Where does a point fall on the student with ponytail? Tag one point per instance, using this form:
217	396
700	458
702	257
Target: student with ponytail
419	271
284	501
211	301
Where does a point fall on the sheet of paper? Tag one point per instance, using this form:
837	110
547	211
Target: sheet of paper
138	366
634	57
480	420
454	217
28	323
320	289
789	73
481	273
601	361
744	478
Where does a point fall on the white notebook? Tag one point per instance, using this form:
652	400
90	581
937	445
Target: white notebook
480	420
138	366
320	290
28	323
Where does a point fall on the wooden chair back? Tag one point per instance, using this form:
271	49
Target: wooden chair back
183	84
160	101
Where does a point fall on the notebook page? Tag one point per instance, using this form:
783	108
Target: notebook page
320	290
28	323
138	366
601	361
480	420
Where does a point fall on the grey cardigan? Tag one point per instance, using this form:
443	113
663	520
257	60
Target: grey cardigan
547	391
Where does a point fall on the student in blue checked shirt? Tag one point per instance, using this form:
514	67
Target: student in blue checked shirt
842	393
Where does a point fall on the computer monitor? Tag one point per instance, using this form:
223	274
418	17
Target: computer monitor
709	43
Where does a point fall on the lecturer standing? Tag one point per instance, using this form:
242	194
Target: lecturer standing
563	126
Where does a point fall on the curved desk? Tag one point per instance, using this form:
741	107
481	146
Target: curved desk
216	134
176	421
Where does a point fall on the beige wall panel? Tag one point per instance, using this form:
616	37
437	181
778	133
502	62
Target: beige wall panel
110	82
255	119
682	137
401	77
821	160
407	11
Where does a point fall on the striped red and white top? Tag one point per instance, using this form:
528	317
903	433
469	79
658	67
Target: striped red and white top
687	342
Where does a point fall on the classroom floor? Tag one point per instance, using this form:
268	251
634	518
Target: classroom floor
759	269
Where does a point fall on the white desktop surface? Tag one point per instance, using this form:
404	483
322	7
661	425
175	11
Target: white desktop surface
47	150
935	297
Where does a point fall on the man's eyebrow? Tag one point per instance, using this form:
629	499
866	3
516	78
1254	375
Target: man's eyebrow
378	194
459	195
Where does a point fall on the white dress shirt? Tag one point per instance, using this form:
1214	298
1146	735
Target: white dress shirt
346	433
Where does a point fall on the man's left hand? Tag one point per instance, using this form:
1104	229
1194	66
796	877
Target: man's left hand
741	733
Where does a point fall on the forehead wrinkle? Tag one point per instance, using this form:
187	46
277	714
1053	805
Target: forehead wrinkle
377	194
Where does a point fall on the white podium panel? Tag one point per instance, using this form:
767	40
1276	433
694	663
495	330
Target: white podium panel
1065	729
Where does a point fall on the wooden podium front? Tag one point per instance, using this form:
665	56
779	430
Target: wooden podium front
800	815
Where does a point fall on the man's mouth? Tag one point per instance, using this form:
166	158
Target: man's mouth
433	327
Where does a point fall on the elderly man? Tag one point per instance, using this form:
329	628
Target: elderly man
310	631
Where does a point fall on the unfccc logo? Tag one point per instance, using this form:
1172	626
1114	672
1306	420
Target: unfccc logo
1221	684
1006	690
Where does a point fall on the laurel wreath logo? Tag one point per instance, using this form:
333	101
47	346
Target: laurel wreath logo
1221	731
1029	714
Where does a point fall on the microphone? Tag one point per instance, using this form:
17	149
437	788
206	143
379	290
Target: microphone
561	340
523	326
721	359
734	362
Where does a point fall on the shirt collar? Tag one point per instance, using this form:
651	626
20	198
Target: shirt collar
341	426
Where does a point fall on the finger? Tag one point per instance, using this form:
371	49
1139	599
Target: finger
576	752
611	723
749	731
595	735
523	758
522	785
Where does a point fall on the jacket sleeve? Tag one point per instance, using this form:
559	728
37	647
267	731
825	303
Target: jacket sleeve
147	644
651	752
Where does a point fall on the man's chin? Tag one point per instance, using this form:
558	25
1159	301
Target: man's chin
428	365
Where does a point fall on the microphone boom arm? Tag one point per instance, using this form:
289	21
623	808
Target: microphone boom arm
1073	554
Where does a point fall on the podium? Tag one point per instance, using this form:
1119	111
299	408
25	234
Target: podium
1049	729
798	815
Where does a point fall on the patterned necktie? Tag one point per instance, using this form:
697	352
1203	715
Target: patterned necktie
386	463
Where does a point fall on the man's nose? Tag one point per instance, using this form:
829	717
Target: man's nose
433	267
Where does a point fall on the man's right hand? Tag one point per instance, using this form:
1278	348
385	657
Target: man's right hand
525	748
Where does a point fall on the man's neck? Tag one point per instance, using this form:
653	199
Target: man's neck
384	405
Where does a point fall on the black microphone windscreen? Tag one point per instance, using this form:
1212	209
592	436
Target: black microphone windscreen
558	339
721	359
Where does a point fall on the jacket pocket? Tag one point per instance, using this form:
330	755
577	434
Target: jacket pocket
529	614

> **Task goal**
Could you render all the lines above as a numbered list, leaving out any blank lines?

> **Written solution**
1. Where does a point fall on the student with ponytail? Tag one point per instance, using this form:
2. 217	396
3. 700	458
4. 702	257
5. Target: student with ponytail
6. 419	271
7. 284	501
8. 211	301
9. Where does a point fall on the sheet of paper? Tag one point per instance, using this form:
10. 837	110
11. 547	211
12. Target: sheet of paper
13. 138	366
14. 634	57
15. 480	420
16. 454	217
17. 28	323
18. 320	289
19. 789	73
20. 481	273
21. 601	361
22. 744	478
23. Where does a point fall on the white notebook? Tag one point per instance, using this form:
24. 652	400
25. 90	581
26. 937	445
27. Target: white notebook
28. 480	420
29. 138	366
30. 320	290
31. 28	323
32. Where does a point fall on the wooden chair back? Tag one point per instance, using this form:
33. 271	49
34. Target: wooden chair back
35. 183	84
36. 160	101
37. Where does a point fall on the notebook page? Tag one point per instance, using this form:
38. 783	108
39. Target: notebook page
40. 320	290
41. 28	323
42. 138	366
43. 601	361
44. 480	420
45. Where does a point fall on the grey cardigan? Tag one point per instance, using this form:
46. 443	113
47. 663	520
48. 257	60
49. Target: grey cardigan
50. 547	391
51. Where does a point fall on the student in blue checked shirt? Tag one point per instance, using this form:
52. 514	67
53. Target: student in blue checked shirt
54. 842	393
55. Where does a point fall on the computer monitor? Tag one point per instance, using this form:
56. 223	274
57. 418	17
58. Target: computer monitor
59. 709	43
60. Where does a point fall on the lecturer standing? Tag one point per instance, using this form:
61. 242	194
62. Target: lecturer standing
63. 563	126
64. Where does a point fall on the curved desk? Tag one point per instance, using this form:
65. 741	107
66. 481	146
67. Target: curved desk
68. 216	134
69. 176	421
70. Where does a point fall on the beige wall panel? Tag one point per instance, using this form:
71. 616	37
72. 437	181
73. 778	133
74. 502	62
75. Target: beige wall panel
76. 110	82
77. 255	119
78. 682	137
79. 401	77
80. 821	160
81. 407	11
82. Where does a point fall on the striped red and white top? Tag one point per instance, using this form:
83. 528	317
84. 903	433
85. 469	79
86. 658	67
87. Target: striped red and white top
88. 687	342
89. Where does a point fall on the classroom floor? Tag one point per instance, using this form:
90. 268	251
91. 634	518
92. Target: classroom floor
93. 759	269
94. Where does a point fall on the white desktop surface? Tag one point per instance, using this form:
95. 404	483
96. 322	7
97. 661	425
98. 175	11
99. Target: white desktop surface
100. 47	150
101. 935	297
102. Where does a point fall on the man's eyebrow? Tag one point per instance, using this form:
103. 629	499
104. 866	3
105. 516	78
106. 1254	375
107. Target: man's eyebrow
108. 378	194
109. 459	195
110. Where does a point fall on the white dress shirt? Tag one point per instance, using this form:
111. 1214	298
112. 1146	735
113. Target: white dress shirt
114. 346	433
115. Where does a point fall on the man's left hand? Tag one point per instance, using this form:
116. 1104	229
117. 1194	66
118. 796	877
119. Target: man's left hand
120. 741	733
121. Where does a point fall on the forehead wrinkle? Tag one point per instance, using this form:
122. 187	46
123. 277	714
124. 1053	805
125. Target: forehead wrinkle
126. 377	194
127. Where does a point fall on the white podium panel? Tag one point per instance, using this form:
128. 767	40
129. 1276	433
130. 694	663
131. 495	330
132. Target: white podium panel
133. 1065	729
134. Where does a point fall on the wooden podium front? Tag one point per instance, using this form:
135. 665	56
136. 779	430
137. Target: wooden podium front
138. 800	815
139. Where does a point fall on the man's mouth? Tag one point per instance, using this form:
140. 166	158
141. Target: man's mouth
142. 433	327
143. Where does a point fall on the elderly man? Tag one point per instance, using this form:
144. 329	628
145. Target: elderly man
146. 310	631
147. Where does a point fall on the unfccc logo? Tag one point per instance, using this form:
148. 1172	626
149. 1114	672
150. 1306	420
151. Target: unfccc logo
152. 1221	684
153. 1006	690
154. Where does a point fall on the laurel wreath logo? Tag one point per instance, using this form:
155. 333	101
156. 47	346
157. Target: laurel wreath logo
158. 1221	731
159. 1029	714
160. Where does a point fall on the microphone? Tag one point per instance, using this form:
161. 17	149
162. 437	788
163. 206	143
164. 379	290
165. Target: microphone
166. 561	340
167. 523	326
168. 721	359
169. 734	362
170. Where does a point fall on the shirt collar? Tag one point per instance, using this form:
171. 651	626
172. 20	198
173. Target: shirt collar
174. 341	426
175. Where does a point fall on the finger? Tag one point per instance, using this form:
176. 371	49
177. 1139	599
178. Target: finger
179. 576	752
180. 611	723
181. 749	731
182. 595	735
183. 523	758
184. 522	785
185. Where does a point fall on the jacket sleeve? Tag one point per instance, using this form:
186. 559	728
187. 37	647
188. 267	731
189. 825	303
190. Target: jacket sleeve
191. 147	644
192. 651	752
193. Where does a point fall on the man's chin? Tag one point per instance, using this form:
194. 558	25
195. 1159	301
196. Target: man's chin
197. 428	365
198. Where does a point fall on the microphone boom arm? Tag one point per instance, using this form:
199. 289	21
200. 623	808
201. Target: microphone boom arm
202. 1073	554
203. Where does a point fall on the podium? Tag one point per instance, using this form:
204. 1119	111
205. 299	408
206. 25	234
207. Target: podium
208. 1049	729
209. 798	815
210. Where does a point fall on the patterned necktie? Tag one point per instance, using this form:
211. 697	352
212. 1203	715
213. Target: patterned necktie
214. 386	463
215. Where does a point fall on the man's nose? Tag one point per instance, using this form:
216. 829	717
217. Target: man's nose
218. 433	267
219. Where does a point fall on the man's right hand? Tag one point per instance, using this form:
220. 1278	348
221. 385	657
222. Target: man's right hand
223. 525	748
224. Where does a point fall on the man's neck? Tag one point per instance, using this form:
225. 653	199
226. Target: man's neck
227. 384	405
228. Where does a point fall on the black microphone windscreen? Tag one point per instance, using this form:
229. 1212	209
230. 592	436
231. Target: black microphone windscreen
232. 558	339
233. 721	359
234. Where does a point fall on the jacket pocket? Tag one point per instance, using this form:
235. 330	755
236. 577	434
237. Target: jacket pocket
238. 529	614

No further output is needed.